| AUSGANGSTEXT |

■ ■ ■ ■ ■

Brandenburg: Rot-Rot forciert Kreisgebietsreform
Die rot-rote Koalition plant eine Kommunalreform. Die großen Städte sollen Eigenständigkeit verlieren. Das sorgt bei deren Bürgermeistern für Aufruhr.
Brandenburgs neues rot-rotes Regierungsbündnis unter Ministerpräsident Dietmar Woidke (SPD) treibt Pläne für eine Kreisgebietsreform im Land voran. Nach Tagesspiegel-Informationen soll es künftig „maximal zehn“ statt der bisher vierzehn Landkreise und vier kreisfreien Städte geben. Letztere sind derzeit Cottbus, Frankfurt/Oder, Brandenburg an der Havel und die Landeshauptstadt Potsdam, die alle vier ihren Status als kreisfreie Städte verlieren könnten und „eingekreist“ werden sollen. Das erfuhr der Tagesspiegel aus den Vorbereitungen für die heutige Runde der Koalitionsverhandlungen, bei der es um die geplanten Kommunalreform geht – und damit nach der bisherigen rot-roten Harmonie selbst zur Schul- und Energiepolitik um das strittigste Thema.

■ ■ ■ ■ ■

| WAS ZU TUN IST |
[A] Welche Städte sind laut dem Text zur Brandenburger Kreisgebietsreform derzeit kreisfrei?
[B] Nimm den Text zur Brandenburger Kreisgebietsreform nach seinem letzten Satz wieder auf und schreibe ihn weiter.

■ ■ ■ ■ ■

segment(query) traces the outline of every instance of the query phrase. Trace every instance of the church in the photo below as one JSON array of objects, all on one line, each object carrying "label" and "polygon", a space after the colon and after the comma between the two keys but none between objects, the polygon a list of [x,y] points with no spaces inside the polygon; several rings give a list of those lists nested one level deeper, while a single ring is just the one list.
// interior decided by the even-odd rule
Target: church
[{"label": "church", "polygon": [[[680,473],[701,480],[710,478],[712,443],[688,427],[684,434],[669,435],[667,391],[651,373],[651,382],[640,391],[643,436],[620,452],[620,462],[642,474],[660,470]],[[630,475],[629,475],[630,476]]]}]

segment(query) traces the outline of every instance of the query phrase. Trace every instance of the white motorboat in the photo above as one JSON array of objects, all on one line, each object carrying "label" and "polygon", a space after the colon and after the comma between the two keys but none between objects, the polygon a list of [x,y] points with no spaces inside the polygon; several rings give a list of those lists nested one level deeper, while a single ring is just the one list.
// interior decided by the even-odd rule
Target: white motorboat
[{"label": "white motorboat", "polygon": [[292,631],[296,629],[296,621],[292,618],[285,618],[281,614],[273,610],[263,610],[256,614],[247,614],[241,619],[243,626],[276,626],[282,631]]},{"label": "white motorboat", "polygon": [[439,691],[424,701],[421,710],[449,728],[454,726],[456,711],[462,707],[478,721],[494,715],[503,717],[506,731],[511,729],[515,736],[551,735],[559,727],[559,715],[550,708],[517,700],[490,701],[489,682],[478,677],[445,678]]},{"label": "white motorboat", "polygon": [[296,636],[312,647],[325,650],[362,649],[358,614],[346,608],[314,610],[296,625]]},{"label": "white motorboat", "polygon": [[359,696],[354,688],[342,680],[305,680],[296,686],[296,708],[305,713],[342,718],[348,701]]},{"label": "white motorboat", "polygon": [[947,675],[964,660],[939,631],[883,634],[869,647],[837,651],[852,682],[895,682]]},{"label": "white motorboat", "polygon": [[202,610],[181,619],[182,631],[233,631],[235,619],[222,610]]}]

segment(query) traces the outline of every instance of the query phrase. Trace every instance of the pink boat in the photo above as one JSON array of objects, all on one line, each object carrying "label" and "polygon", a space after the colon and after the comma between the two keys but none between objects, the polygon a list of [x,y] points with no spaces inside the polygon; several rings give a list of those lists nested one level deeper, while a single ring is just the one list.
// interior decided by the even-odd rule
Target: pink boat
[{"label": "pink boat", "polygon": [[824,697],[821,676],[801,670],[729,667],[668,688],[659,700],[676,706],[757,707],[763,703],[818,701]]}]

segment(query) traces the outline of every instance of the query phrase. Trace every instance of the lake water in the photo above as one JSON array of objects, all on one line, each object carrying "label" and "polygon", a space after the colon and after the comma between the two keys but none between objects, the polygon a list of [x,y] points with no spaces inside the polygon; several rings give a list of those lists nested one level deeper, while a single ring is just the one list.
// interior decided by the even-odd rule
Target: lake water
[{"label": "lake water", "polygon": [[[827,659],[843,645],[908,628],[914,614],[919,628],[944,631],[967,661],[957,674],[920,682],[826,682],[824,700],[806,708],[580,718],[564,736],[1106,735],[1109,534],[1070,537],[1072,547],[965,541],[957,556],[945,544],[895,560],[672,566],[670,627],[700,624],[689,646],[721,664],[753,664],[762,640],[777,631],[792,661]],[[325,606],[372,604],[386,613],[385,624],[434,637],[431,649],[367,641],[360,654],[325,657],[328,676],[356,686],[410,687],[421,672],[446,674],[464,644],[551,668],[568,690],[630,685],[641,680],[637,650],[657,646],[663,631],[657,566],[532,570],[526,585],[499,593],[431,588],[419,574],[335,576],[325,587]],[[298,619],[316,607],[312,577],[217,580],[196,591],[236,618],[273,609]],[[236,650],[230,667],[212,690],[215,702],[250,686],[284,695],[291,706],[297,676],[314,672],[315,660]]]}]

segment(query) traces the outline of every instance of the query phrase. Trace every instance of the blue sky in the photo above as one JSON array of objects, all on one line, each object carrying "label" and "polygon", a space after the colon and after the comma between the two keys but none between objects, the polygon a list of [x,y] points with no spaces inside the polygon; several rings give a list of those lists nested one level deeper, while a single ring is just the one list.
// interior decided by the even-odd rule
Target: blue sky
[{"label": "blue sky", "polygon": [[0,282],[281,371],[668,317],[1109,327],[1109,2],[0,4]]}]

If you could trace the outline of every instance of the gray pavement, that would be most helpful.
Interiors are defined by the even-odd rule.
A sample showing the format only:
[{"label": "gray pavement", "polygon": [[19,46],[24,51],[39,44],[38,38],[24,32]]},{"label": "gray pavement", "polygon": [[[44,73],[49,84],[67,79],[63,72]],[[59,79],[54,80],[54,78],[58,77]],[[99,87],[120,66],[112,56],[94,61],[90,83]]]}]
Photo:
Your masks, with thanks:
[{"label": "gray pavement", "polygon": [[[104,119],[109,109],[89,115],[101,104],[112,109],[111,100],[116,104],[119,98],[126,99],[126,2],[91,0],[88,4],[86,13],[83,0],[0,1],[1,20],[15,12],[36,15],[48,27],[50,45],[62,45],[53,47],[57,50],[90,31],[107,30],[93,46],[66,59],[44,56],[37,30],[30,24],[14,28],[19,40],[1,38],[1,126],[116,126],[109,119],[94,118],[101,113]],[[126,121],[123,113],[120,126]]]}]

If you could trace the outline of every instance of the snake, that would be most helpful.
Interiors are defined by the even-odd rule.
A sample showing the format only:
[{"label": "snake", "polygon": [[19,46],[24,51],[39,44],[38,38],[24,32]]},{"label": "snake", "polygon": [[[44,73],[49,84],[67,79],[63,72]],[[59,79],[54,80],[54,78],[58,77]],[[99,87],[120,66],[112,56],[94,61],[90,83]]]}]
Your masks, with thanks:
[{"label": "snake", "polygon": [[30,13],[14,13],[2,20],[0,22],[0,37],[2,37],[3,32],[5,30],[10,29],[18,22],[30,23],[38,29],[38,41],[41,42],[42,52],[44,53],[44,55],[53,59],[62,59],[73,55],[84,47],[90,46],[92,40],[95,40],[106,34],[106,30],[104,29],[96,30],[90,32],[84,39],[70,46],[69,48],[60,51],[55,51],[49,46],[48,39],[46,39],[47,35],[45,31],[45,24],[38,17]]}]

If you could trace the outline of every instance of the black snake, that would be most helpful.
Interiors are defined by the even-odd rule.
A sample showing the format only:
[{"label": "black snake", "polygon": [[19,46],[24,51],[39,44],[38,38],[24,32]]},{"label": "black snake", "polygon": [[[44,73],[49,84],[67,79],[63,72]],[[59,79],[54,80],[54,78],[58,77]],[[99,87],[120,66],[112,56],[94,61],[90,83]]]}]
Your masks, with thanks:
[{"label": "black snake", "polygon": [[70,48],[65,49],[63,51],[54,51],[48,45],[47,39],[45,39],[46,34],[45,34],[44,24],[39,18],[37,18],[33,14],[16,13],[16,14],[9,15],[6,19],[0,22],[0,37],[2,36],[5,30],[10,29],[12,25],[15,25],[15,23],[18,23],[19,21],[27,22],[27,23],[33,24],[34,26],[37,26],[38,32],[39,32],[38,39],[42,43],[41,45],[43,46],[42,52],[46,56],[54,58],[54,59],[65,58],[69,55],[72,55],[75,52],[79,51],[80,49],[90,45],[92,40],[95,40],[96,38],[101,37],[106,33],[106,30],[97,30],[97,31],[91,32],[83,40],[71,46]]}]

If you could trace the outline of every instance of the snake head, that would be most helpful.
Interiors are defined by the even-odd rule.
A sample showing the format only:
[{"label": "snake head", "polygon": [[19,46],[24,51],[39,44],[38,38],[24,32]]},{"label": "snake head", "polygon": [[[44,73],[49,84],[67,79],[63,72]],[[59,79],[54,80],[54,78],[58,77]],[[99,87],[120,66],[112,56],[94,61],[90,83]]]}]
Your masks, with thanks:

■ ■ ■ ■ ■

| ANTWORTEN JE AUFGABE |
[A] Cottbus, Frankfurt/Oder, Brandenburg an der Havel und die Landeshauptstadt Potsdam.

[B]
Am Montag hatte es diverse interne Runden auf beiden Seiten, in der Staatskanzlei Woidkes und am Abend eine Beratung unter seiner Führung mit den Landräten und Oberbürgermeistern der SPD gegeben. Nach der ausgeloteten rot-roten Marschroute soll die Kreisreform mit einer Funktionalreform gekoppelt werden, bei der die neuen Großkreise auch Aufgaben bisheriger Landesämter übernehmen. Und zum anderen mit einem Teilentschuldungsprogramm für Cottbus, Frankfurt/Oder und Brandenburg/Havel.
SPD und Linke sind sich einig, dass Grundlage die Empfehlung der Enquetekommission des Landtages aus Abgeordneten und Experten sein soll, die sieben bis zehn Kreise vorgeschlagen hat. Die derzeitigen Strukturen mit 14 Landkreisen und den kreisfreien Städte Cottbus, Frankfurt (Oder), Brandenburg an der Havel und die Landeshauptstadt Potsdam, gehen auf 1993 zurück. Die Enquete war zum Ergebnis gekommen, dass wegen sinkender Einwohnerzahlen und Einnahmen, aber auch zur Sicherung der Verwaltungskraft statt der „Kleinstaaterei“ künftig weniger, dafür aber leistungsfähigere Einheiten nötig sind.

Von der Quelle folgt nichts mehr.